◆ Set task
Convert every one of the records below into a two-column CSV with the headers instruction and outline, one row per record. Put each record's text in the first field and its answer in the second, with each field in double quotes and every line break replaced by a space.
========================
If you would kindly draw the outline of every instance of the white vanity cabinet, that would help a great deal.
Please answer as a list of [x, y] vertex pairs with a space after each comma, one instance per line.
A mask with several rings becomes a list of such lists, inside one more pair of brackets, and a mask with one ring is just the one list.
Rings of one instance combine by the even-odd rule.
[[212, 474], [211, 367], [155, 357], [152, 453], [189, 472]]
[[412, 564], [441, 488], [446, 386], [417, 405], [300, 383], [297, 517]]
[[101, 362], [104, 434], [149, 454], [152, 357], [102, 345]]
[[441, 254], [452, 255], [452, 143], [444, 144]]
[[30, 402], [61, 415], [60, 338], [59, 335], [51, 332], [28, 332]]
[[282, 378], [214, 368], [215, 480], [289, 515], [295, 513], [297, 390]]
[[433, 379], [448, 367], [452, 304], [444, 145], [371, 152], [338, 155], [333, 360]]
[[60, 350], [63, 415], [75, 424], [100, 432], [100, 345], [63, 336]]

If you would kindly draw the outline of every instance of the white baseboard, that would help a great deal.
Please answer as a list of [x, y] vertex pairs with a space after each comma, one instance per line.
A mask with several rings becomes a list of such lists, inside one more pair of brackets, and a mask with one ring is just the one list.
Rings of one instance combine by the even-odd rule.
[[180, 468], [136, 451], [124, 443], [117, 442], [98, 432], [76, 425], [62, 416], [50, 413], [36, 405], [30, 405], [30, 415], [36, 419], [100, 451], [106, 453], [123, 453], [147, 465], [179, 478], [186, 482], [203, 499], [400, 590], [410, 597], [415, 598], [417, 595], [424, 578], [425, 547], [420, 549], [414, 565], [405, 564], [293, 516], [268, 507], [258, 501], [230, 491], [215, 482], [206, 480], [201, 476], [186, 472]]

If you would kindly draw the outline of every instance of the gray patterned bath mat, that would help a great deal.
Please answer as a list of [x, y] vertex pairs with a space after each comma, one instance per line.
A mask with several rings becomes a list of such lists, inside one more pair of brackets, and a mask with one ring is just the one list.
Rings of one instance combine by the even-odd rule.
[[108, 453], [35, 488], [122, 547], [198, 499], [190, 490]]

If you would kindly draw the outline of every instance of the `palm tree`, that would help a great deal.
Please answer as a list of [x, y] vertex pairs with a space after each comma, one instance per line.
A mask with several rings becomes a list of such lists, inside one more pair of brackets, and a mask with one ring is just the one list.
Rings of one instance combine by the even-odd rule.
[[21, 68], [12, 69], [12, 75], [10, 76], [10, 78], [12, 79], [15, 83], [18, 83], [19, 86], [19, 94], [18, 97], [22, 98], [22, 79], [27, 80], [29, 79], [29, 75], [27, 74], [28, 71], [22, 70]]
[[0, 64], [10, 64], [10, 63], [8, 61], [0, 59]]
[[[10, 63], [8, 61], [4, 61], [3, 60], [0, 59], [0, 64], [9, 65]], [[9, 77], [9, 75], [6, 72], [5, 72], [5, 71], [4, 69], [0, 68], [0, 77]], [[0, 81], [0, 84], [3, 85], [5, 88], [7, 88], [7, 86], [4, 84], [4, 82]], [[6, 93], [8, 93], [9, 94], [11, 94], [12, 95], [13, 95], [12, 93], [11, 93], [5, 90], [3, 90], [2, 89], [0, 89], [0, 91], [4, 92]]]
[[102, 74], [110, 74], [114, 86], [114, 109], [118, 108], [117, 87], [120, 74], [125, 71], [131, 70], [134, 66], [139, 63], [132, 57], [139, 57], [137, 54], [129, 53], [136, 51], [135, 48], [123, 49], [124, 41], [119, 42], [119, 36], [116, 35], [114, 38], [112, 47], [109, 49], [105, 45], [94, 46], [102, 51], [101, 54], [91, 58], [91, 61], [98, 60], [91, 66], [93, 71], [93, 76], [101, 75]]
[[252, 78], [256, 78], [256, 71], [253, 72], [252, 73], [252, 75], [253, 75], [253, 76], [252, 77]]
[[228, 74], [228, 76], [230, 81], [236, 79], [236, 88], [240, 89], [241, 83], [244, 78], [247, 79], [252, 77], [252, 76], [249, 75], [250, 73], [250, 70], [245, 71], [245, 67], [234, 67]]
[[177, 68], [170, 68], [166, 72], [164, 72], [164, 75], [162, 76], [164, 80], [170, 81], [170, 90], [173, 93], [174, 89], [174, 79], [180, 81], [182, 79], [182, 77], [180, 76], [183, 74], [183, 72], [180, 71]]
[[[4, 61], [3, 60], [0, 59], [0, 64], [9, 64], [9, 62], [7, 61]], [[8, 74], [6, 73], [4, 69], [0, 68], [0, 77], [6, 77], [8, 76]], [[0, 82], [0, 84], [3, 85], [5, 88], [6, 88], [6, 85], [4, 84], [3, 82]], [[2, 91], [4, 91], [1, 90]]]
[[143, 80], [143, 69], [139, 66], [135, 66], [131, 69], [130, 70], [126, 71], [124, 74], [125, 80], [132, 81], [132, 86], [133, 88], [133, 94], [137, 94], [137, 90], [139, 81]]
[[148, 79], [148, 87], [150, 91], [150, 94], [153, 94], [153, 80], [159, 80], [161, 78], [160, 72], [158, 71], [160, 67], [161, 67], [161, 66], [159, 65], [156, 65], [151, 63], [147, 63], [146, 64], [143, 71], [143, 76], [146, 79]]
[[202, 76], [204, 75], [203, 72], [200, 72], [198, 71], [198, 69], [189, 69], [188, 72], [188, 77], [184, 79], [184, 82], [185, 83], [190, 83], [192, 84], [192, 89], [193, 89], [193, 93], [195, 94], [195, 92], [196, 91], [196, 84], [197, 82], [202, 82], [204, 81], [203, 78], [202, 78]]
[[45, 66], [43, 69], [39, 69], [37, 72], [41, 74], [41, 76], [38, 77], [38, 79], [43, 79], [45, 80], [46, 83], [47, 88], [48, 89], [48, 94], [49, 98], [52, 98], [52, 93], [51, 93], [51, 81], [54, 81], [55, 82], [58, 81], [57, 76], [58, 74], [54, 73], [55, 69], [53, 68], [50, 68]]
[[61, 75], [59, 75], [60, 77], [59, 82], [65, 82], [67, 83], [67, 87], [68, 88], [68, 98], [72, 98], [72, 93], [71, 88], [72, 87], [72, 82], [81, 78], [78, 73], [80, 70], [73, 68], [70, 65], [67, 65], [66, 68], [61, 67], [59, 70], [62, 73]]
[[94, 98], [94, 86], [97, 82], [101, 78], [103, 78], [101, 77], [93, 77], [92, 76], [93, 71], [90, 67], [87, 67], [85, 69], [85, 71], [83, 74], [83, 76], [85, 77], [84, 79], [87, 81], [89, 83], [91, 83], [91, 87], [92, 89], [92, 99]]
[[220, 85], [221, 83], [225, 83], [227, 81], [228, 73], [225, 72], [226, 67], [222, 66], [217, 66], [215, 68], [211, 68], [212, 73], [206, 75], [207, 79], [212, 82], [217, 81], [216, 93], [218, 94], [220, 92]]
========================
◆ Response to this exercise
instruction,outline
"If you would kindly draw the outline of every instance of the white vanity cabinet, that would help a great deal. Please answer as a list of [x, y] vertex pairs with a space after each comma, one instance per line. A mask with several rings becomes a list of such lists, inside one more pair of brackets, and a mask with one ring is just the one list. Rings of one instance combine by the even-odd rule.","[[212, 474], [211, 367], [155, 357], [152, 453], [189, 472]] [[412, 564], [441, 488], [446, 386], [417, 405], [300, 383], [297, 517]] [[101, 362], [104, 434], [149, 454], [152, 357], [102, 345]] [[441, 254], [452, 255], [452, 143], [444, 144]] [[30, 402], [61, 415], [60, 338], [59, 335], [51, 332], [28, 332]] [[282, 378], [214, 368], [215, 480], [289, 515], [295, 513], [297, 390]] [[433, 379], [448, 367], [452, 304], [444, 145], [371, 152], [338, 155], [333, 360]] [[60, 350], [63, 415], [75, 424], [100, 432], [100, 345], [63, 336]]"
"If you would kindly draw the outline of every instance of the white baseboard, that would help a great deal. Please answer as a list of [x, y] vertex pairs with a space after each comma, one instance per line. A mask with several rings becomes a list of such lists, inside one more pair of brackets, and a mask with one ring is just the one list. Rings of one instance combine by the even-odd rule.","[[180, 468], [136, 451], [124, 443], [117, 442], [98, 432], [76, 425], [62, 416], [50, 413], [36, 405], [30, 405], [30, 415], [36, 419], [100, 451], [106, 453], [123, 453], [147, 465], [179, 478], [186, 482], [203, 499], [400, 590], [410, 597], [415, 598], [417, 595], [424, 578], [425, 547], [420, 549], [414, 565], [405, 564], [293, 516], [268, 507], [258, 501], [230, 491], [215, 482], [206, 480], [201, 476], [186, 472]]"
"If you would kindly draw the outline of every instance of the gray patterned bath mat, that would help a great deal. Please answer as a list of [x, y] vertex pairs with a space after each comma, one instance per line. A mask with several rings becomes a list of such lists, inside one more pair of brackets, and a mask with one ring is just the one list. Rings of one instance combine by the even-odd rule.","[[108, 453], [35, 488], [122, 547], [198, 499], [190, 490]]"
"If you would kindly draw the outline of every instance of the `palm tree`, that would help a great deal. Please answer as a list of [x, y] vertex pairs with a space after each comma, one instance per line. A mask with several rings becomes a list of such lists, inside one more pair of brackets, and a mask with one ring is just the one list. Rings of one instance combine by the even-odd rule.","[[21, 68], [12, 69], [12, 75], [10, 76], [10, 78], [12, 79], [15, 83], [18, 83], [19, 86], [19, 94], [18, 97], [22, 98], [22, 79], [27, 80], [29, 79], [29, 75], [27, 74], [28, 71], [22, 70]] [[0, 64], [10, 64], [10, 63], [8, 61], [0, 59]] [[[10, 63], [8, 61], [4, 61], [3, 60], [0, 59], [0, 64], [9, 65]], [[9, 77], [9, 75], [6, 72], [5, 72], [5, 71], [4, 69], [0, 68], [0, 77]], [[0, 81], [0, 84], [3, 85], [5, 88], [7, 88], [7, 86], [4, 84], [4, 82]], [[6, 93], [8, 93], [9, 94], [11, 94], [12, 95], [13, 95], [12, 93], [11, 93], [5, 90], [3, 90], [2, 89], [0, 89], [0, 91], [4, 92]]] [[102, 74], [110, 74], [114, 86], [114, 109], [118, 108], [117, 87], [120, 74], [125, 71], [131, 70], [134, 66], [139, 63], [132, 57], [139, 57], [137, 54], [129, 53], [136, 51], [135, 48], [123, 49], [124, 41], [119, 42], [119, 36], [116, 35], [114, 38], [112, 47], [109, 49], [105, 45], [94, 46], [102, 51], [101, 54], [91, 58], [91, 61], [98, 60], [91, 66], [93, 71], [93, 76], [101, 75]] [[252, 78], [256, 78], [256, 71], [253, 72], [252, 73], [252, 75], [253, 75], [253, 76], [252, 77]] [[228, 74], [228, 76], [230, 81], [236, 79], [236, 88], [240, 89], [241, 83], [244, 78], [247, 79], [252, 77], [252, 76], [249, 75], [250, 73], [250, 70], [245, 71], [245, 67], [234, 67]] [[177, 68], [170, 68], [166, 72], [164, 72], [164, 75], [162, 76], [164, 80], [170, 81], [170, 90], [173, 93], [174, 89], [174, 79], [180, 81], [182, 79], [182, 77], [180, 76], [183, 74], [183, 72], [180, 71]] [[[4, 61], [3, 60], [0, 59], [0, 64], [9, 64], [9, 62], [7, 61]], [[8, 74], [6, 73], [4, 69], [0, 68], [0, 77], [6, 77], [8, 76]], [[0, 82], [0, 84], [3, 85], [5, 88], [6, 88], [6, 85], [4, 84], [3, 82]], [[2, 91], [4, 91], [1, 90]]] [[143, 80], [143, 69], [139, 66], [135, 66], [131, 69], [130, 70], [126, 71], [124, 74], [125, 80], [132, 81], [132, 86], [133, 88], [133, 94], [137, 94], [137, 90], [139, 81]] [[148, 79], [148, 87], [150, 91], [150, 94], [153, 94], [153, 80], [159, 80], [161, 78], [160, 72], [158, 71], [160, 67], [161, 67], [161, 66], [159, 65], [156, 65], [151, 63], [147, 63], [146, 64], [143, 71], [143, 76], [146, 79]] [[202, 76], [204, 75], [203, 72], [200, 72], [198, 71], [198, 69], [189, 69], [188, 72], [188, 77], [184, 79], [184, 82], [185, 83], [190, 83], [192, 84], [192, 89], [193, 89], [193, 93], [195, 94], [195, 92], [196, 91], [196, 84], [197, 82], [202, 82], [204, 81], [203, 78], [202, 78]] [[45, 66], [43, 69], [39, 69], [37, 72], [41, 74], [41, 76], [38, 77], [38, 79], [43, 79], [45, 80], [46, 83], [47, 88], [48, 89], [48, 94], [49, 98], [52, 98], [52, 93], [51, 93], [51, 81], [54, 81], [55, 82], [58, 81], [57, 76], [58, 74], [54, 73], [55, 69], [53, 68], [50, 68]] [[61, 75], [59, 75], [60, 77], [59, 82], [65, 82], [67, 83], [67, 87], [68, 88], [68, 98], [72, 98], [72, 93], [71, 88], [72, 87], [72, 82], [81, 78], [78, 73], [80, 70], [73, 68], [70, 65], [67, 65], [66, 68], [61, 67], [59, 70], [62, 73]] [[94, 98], [94, 86], [97, 82], [101, 78], [103, 78], [101, 77], [93, 77], [92, 76], [93, 71], [90, 67], [87, 67], [85, 69], [85, 71], [83, 74], [83, 76], [85, 77], [84, 79], [87, 81], [89, 83], [91, 83], [91, 87], [92, 89], [92, 99]] [[220, 85], [221, 83], [225, 83], [227, 81], [228, 73], [225, 72], [226, 67], [222, 66], [217, 66], [215, 68], [211, 68], [212, 73], [206, 75], [207, 79], [212, 82], [217, 81], [216, 93], [218, 94], [220, 92]]"